[Responda ao seguinte]:
a - Com base no trecho sobre o Concílio Vaticano II, responda:
(i) Em muitas coisas, em que posição o texto afirma que "estávamos" em relação ao Concílio?
(ii) Segundo o texto, a missão pós-conciliar da Igreja já era, para "nós", qual missão da Família?
(iii) O que desapareceu da Igreja, pelo menos em princípio?
b - Extraia do trecho sobre o Concílio Vaticano II, sem qualquer alteração, a passagem que vai de "Textos originais valiosos" até "frente do Concílio.".

[Trecho]:
Textos originais valiosos do P. Kentenich

[A segunda etapa: o Concílio Vaticano II]

O Concílio chegou. Na verdade, no essencial, o Concílio concorda conosco. Mais ainda, em muitas coisas, estávamos muito à frente do Concílio.

Falamos de uma missão pós-conciliar e de uma missão pré-conciliar da Igreja. É por isso que estamos certos ao dizer que a missão pós-conciliar da Igreja já era para nós a missão pré-conciliar da Família. Entretanto, dizemos que queremos fazer nossa a missão pós-conciliar da Igreja. Isto é verdade na medida em que agora a Igreja, através do Concílio, concorda conosco sobre as questões fundamentais. Podemos chamar nossa missão de pós-conciliar porque a Igreja se concebe como sempre a concebemos. A grande diferença entre ontem e hoje reside apenas no fato de que as concepções opostas do episcopado desapareceram da Igreja, pelo menos em princípio. E agora existe, em princípio, uma e a mesma atitude fundamental.

[Entradas exibidas]:
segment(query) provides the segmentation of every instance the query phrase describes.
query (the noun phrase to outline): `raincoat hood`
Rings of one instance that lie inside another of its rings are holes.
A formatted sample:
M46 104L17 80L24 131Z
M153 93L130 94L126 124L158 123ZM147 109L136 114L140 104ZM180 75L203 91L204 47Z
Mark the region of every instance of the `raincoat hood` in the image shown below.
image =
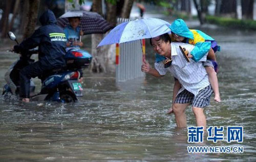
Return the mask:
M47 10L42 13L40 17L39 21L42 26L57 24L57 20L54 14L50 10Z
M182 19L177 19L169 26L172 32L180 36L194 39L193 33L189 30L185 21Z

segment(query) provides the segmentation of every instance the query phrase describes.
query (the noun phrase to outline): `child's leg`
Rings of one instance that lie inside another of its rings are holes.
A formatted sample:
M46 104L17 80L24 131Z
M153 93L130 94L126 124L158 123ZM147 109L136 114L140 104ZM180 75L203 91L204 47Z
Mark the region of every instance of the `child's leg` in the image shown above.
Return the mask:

...

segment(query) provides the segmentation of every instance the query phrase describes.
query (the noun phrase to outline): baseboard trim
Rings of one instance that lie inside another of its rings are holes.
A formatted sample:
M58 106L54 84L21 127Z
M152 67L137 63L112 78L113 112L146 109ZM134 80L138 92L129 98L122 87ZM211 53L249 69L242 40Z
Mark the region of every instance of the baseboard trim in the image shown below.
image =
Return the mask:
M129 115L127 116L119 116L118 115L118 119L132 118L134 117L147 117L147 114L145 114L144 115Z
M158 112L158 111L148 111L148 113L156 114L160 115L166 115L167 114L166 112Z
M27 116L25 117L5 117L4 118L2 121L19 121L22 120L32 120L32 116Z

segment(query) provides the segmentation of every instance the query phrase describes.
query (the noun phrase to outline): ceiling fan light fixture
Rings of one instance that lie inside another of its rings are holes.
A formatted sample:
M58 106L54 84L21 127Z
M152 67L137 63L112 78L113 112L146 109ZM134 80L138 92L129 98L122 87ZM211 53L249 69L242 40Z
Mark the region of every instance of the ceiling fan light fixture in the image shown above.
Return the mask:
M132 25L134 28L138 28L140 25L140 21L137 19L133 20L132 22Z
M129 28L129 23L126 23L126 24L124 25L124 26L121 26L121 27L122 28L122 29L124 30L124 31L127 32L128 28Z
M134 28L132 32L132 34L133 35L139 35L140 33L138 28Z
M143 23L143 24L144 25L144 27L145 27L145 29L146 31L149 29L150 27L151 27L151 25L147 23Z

...

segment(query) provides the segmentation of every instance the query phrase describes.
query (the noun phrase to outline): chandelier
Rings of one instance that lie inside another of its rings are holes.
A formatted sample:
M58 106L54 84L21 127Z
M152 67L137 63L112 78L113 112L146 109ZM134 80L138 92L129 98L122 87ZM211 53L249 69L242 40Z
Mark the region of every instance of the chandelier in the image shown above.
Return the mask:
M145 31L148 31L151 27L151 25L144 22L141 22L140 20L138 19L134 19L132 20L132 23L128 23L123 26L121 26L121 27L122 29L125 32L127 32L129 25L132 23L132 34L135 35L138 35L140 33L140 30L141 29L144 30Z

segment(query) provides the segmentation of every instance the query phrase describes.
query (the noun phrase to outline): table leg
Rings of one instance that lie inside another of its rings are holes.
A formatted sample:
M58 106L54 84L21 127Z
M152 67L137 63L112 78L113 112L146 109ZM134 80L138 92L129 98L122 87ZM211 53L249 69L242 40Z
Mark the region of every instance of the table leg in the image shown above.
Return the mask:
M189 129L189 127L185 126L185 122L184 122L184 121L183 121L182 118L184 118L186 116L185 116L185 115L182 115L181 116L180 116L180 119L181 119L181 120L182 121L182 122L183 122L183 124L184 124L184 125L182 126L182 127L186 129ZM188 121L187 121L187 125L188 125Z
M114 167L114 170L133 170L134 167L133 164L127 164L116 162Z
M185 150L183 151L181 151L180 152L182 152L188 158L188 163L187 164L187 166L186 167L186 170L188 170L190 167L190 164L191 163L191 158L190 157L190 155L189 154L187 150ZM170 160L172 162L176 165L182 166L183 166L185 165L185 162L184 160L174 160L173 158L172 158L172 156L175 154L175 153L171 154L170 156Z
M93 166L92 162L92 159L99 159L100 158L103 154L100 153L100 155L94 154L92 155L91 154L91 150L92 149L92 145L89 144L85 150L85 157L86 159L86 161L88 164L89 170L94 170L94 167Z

[Soluções comentadas]:
a -
(i) Muito à frente do Concílio.
(ii) A missão pré-conciliar da Família.
(iii) As concepções opostas do episcopado.

b -
Textos originais valiosos do P. Kentenich

[A segunda etapa: o Concílio Vaticano II]

O Concílio chegou. Na verdade, no essencial, o Concílio concorda conosco. Mais ainda, em muitas coisas, estávamos muito à frente do Concílio.